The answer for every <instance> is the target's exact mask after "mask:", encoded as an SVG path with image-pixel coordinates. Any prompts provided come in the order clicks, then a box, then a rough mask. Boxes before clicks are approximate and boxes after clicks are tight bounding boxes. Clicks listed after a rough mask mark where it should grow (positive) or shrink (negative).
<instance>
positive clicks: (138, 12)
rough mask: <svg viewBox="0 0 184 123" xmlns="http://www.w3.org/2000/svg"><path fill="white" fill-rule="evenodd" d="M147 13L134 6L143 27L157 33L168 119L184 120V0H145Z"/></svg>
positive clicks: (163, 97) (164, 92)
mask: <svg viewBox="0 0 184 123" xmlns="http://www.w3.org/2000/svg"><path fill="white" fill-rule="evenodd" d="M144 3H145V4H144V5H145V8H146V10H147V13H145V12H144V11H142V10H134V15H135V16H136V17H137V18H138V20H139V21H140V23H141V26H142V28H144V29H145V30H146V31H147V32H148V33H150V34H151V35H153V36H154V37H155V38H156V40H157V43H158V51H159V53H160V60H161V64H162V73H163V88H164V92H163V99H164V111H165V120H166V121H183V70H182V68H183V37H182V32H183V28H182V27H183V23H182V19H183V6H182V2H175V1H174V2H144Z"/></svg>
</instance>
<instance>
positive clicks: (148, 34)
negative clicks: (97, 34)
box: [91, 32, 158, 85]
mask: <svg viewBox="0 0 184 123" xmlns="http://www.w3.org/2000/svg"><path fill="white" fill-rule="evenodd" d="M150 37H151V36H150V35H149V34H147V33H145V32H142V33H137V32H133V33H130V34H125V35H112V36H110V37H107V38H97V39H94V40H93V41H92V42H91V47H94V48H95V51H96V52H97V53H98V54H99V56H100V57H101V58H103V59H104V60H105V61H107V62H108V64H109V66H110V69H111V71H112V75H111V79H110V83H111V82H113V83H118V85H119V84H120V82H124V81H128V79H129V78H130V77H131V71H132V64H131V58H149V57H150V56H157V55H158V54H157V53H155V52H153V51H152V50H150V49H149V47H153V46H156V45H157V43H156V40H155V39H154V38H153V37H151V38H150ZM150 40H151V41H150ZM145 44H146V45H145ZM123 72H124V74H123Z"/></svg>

__________

Copy out all the records again, swapping each "positive clicks" for "foreground clicks" and changing nothing else.

The answer for every <instance> is the target's exact mask after "mask:", encoded as an SVG path with image-pixel coordinates. Any prompts provided come in the order clicks, then a box, then a rough mask. Boxes before clicks are approximate and boxes after clicks are tight bounding boxes. Clicks listed after a rough mask mark where it should grow (positive) or shrink (negative).
<instance>
foreground clicks: (138, 12)
rough mask: <svg viewBox="0 0 184 123" xmlns="http://www.w3.org/2000/svg"><path fill="white" fill-rule="evenodd" d="M147 13L134 6L143 27L157 33L168 119L184 120V0H145Z"/></svg>
foreground clicks: (163, 97) (164, 92)
mask: <svg viewBox="0 0 184 123" xmlns="http://www.w3.org/2000/svg"><path fill="white" fill-rule="evenodd" d="M144 3H145V4H144V5H145V8H146V10H147V13H145V12H144V11H142V10H134V15H135V16H136V17H137V18H138V20H139V21H140V23H141V26H142V28H144V29H145V30H146V31H147V32H148V33H150V34H151V35H153V36H154V37H155V38H156V40H157V43H158V51H159V53H160V60H161V64H162V73H163V88H164V92H163V99H164V111H165V120H166V121H183V70H182V68H183V37H182V32H183V28H182V27H183V23H182V19H183V6H182V2H175V1H174V2H144Z"/></svg>
</instance>
<instance>
foreground clicks: (148, 34)
negative clicks: (97, 34)
box: [91, 32, 158, 85]
mask: <svg viewBox="0 0 184 123" xmlns="http://www.w3.org/2000/svg"><path fill="white" fill-rule="evenodd" d="M150 37H151V36H150V35H149V34H147V33H145V32H142V33H137V32H133V33H130V34H125V35H112V36H110V37H107V38H97V39H94V40H93V41H92V42H91V47H94V48H95V51H96V52H97V53H98V54H99V56H100V57H101V58H103V59H104V60H105V61H107V62H108V64H109V66H110V69H111V71H112V75H111V79H110V83H111V82H113V83H118V85H119V84H120V82H124V81H128V79H129V78H130V77H131V71H132V64H131V58H149V57H150V56H157V55H158V54H157V53H155V52H153V51H152V50H150V49H149V47H153V46H156V45H157V43H156V40H155V39H154V38H153V37H151V38H150ZM150 40H151V41H150ZM145 44H146V45H145ZM123 72H124V74H123Z"/></svg>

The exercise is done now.